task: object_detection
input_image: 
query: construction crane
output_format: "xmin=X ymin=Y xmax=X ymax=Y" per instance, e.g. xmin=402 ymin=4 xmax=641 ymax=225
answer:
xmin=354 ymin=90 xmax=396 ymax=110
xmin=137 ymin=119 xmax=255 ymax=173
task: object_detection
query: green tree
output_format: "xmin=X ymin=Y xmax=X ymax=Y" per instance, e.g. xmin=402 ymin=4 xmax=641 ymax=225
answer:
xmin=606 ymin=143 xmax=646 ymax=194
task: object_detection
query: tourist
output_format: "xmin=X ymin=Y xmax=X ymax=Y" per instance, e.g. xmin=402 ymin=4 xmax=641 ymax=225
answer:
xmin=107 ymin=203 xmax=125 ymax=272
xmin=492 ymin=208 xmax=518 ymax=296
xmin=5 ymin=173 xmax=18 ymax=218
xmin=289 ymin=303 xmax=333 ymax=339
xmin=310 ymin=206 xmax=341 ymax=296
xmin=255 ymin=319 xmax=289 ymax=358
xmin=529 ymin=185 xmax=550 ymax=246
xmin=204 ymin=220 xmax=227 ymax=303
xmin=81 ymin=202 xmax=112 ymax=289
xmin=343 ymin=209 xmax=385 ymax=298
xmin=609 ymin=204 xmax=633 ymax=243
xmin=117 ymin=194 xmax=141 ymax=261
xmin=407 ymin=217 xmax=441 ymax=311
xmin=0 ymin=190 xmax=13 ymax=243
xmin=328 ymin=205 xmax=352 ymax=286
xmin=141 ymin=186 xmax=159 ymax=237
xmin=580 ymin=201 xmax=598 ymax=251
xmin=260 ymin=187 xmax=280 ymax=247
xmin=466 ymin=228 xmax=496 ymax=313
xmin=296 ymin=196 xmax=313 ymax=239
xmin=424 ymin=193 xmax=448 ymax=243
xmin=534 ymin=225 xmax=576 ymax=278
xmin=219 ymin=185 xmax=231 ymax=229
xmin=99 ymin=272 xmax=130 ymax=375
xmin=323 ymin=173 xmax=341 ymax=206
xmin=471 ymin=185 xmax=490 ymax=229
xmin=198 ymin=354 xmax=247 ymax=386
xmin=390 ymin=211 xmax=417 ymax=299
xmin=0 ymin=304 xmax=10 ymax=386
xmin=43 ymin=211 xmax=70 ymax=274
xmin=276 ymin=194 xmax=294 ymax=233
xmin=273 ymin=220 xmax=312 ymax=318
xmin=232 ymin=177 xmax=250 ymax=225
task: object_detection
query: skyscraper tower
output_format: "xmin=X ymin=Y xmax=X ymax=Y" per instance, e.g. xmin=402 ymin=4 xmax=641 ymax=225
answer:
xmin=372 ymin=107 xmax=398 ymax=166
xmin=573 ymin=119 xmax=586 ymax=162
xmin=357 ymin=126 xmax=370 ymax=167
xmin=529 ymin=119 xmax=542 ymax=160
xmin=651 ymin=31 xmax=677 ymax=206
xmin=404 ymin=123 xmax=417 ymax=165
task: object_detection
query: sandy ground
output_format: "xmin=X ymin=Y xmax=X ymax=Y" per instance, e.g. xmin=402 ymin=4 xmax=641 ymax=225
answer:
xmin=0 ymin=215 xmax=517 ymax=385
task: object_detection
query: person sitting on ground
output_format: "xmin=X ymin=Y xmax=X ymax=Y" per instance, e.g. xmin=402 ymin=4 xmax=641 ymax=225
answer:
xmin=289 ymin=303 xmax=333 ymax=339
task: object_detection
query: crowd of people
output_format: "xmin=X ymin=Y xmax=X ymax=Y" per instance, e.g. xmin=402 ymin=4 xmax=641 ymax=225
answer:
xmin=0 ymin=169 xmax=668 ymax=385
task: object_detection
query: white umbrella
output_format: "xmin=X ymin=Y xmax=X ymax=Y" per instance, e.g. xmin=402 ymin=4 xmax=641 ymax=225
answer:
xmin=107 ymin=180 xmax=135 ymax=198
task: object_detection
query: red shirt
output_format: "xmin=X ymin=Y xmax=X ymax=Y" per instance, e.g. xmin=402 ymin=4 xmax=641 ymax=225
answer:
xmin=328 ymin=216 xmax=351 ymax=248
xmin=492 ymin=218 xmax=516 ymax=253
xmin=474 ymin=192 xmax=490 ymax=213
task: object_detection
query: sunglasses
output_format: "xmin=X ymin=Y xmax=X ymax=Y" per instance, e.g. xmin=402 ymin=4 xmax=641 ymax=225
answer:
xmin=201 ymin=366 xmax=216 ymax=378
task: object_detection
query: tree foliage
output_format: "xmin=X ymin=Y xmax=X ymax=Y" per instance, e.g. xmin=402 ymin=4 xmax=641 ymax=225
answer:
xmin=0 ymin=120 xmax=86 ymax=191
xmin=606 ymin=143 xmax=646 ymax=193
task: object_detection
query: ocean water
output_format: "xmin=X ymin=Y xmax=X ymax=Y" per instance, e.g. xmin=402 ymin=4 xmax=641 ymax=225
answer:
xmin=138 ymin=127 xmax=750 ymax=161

### WRITTEN INSTRUCTION
Write out the full set of records exactly as given.

### EXPECTED OUTPUT
task: object_detection
input_image: 
query: construction crane
output_format: "xmin=X ymin=Y xmax=X ymax=Y" per instance, e.g. xmin=402 ymin=4 xmax=641 ymax=225
answer:
xmin=354 ymin=90 xmax=396 ymax=110
xmin=137 ymin=119 xmax=255 ymax=173
task: object_detection
query: green tree
output_format: "xmin=X ymin=Y xmax=X ymax=Y" per instance, e.g. xmin=402 ymin=4 xmax=641 ymax=225
answer:
xmin=606 ymin=143 xmax=646 ymax=194
task: object_detection
query: tourist
output_format: "xmin=X ymin=Y xmax=X ymax=Y" per instance, e.g. xmin=402 ymin=4 xmax=641 ymax=225
answer:
xmin=107 ymin=203 xmax=125 ymax=272
xmin=492 ymin=208 xmax=518 ymax=296
xmin=5 ymin=173 xmax=18 ymax=218
xmin=289 ymin=303 xmax=333 ymax=339
xmin=310 ymin=206 xmax=341 ymax=296
xmin=255 ymin=319 xmax=289 ymax=358
xmin=529 ymin=185 xmax=550 ymax=246
xmin=204 ymin=220 xmax=227 ymax=303
xmin=81 ymin=202 xmax=112 ymax=289
xmin=343 ymin=209 xmax=385 ymax=298
xmin=609 ymin=204 xmax=633 ymax=243
xmin=117 ymin=194 xmax=141 ymax=261
xmin=407 ymin=217 xmax=441 ymax=311
xmin=0 ymin=190 xmax=13 ymax=243
xmin=328 ymin=205 xmax=352 ymax=286
xmin=141 ymin=186 xmax=159 ymax=237
xmin=580 ymin=201 xmax=598 ymax=251
xmin=260 ymin=187 xmax=280 ymax=247
xmin=466 ymin=228 xmax=496 ymax=313
xmin=296 ymin=196 xmax=313 ymax=239
xmin=424 ymin=193 xmax=448 ymax=243
xmin=534 ymin=225 xmax=576 ymax=278
xmin=219 ymin=185 xmax=231 ymax=229
xmin=99 ymin=272 xmax=130 ymax=375
xmin=323 ymin=173 xmax=341 ymax=206
xmin=471 ymin=185 xmax=490 ymax=229
xmin=198 ymin=354 xmax=247 ymax=386
xmin=390 ymin=211 xmax=417 ymax=299
xmin=0 ymin=304 xmax=10 ymax=386
xmin=43 ymin=211 xmax=70 ymax=274
xmin=276 ymin=194 xmax=294 ymax=233
xmin=273 ymin=220 xmax=312 ymax=318
xmin=232 ymin=177 xmax=250 ymax=225
task: object_detection
query: skyscraper tower
output_format: "xmin=X ymin=Y xmax=X ymax=Y" per instance, e.g. xmin=402 ymin=4 xmax=641 ymax=225
answer:
xmin=372 ymin=107 xmax=398 ymax=166
xmin=573 ymin=119 xmax=586 ymax=162
xmin=357 ymin=126 xmax=370 ymax=167
xmin=529 ymin=119 xmax=542 ymax=160
xmin=651 ymin=31 xmax=677 ymax=206
xmin=404 ymin=123 xmax=417 ymax=165
task: object_detection
query: sandy ground
output_format: "xmin=X ymin=Y xmax=X ymax=Y" per instance, e.g. xmin=402 ymin=4 xmax=641 ymax=225
answer:
xmin=0 ymin=215 xmax=517 ymax=385
task: object_detection
query: person sitting on ground
output_format: "xmin=X ymin=Y xmax=X ymax=Y" per instance, e.g. xmin=402 ymin=4 xmax=641 ymax=225
answer:
xmin=289 ymin=303 xmax=333 ymax=339
task: object_detection
query: crowd of people
output_format: "xmin=X ymin=Y xmax=X ymax=Y" per instance, e.g. xmin=402 ymin=4 xmax=641 ymax=225
answer:
xmin=0 ymin=169 xmax=668 ymax=385
task: object_detection
query: white umbrella
output_format: "xmin=X ymin=Y xmax=X ymax=Y" per instance, e.g. xmin=402 ymin=4 xmax=641 ymax=225
answer:
xmin=107 ymin=180 xmax=135 ymax=198
task: object_detection
query: red shirt
output_format: "xmin=X ymin=Y xmax=X ymax=Y" per instance, e.g. xmin=402 ymin=4 xmax=641 ymax=225
answer:
xmin=328 ymin=216 xmax=351 ymax=248
xmin=492 ymin=218 xmax=516 ymax=253
xmin=474 ymin=192 xmax=490 ymax=213
task: object_detection
query: sunglasses
output_format: "xmin=X ymin=Y xmax=X ymax=Y" per instance, e.g. xmin=402 ymin=4 xmax=641 ymax=225
answer:
xmin=201 ymin=366 xmax=216 ymax=378
task: object_detection
query: tree foliage
output_format: "xmin=X ymin=Y xmax=X ymax=Y" per instance, e.g. xmin=402 ymin=4 xmax=641 ymax=225
answer:
xmin=0 ymin=120 xmax=86 ymax=191
xmin=606 ymin=143 xmax=646 ymax=193
task: object_detection
query: ocean water
output_format: "xmin=X ymin=Y xmax=X ymax=Y" per instance, e.g. xmin=402 ymin=4 xmax=641 ymax=225
answer:
xmin=138 ymin=127 xmax=750 ymax=161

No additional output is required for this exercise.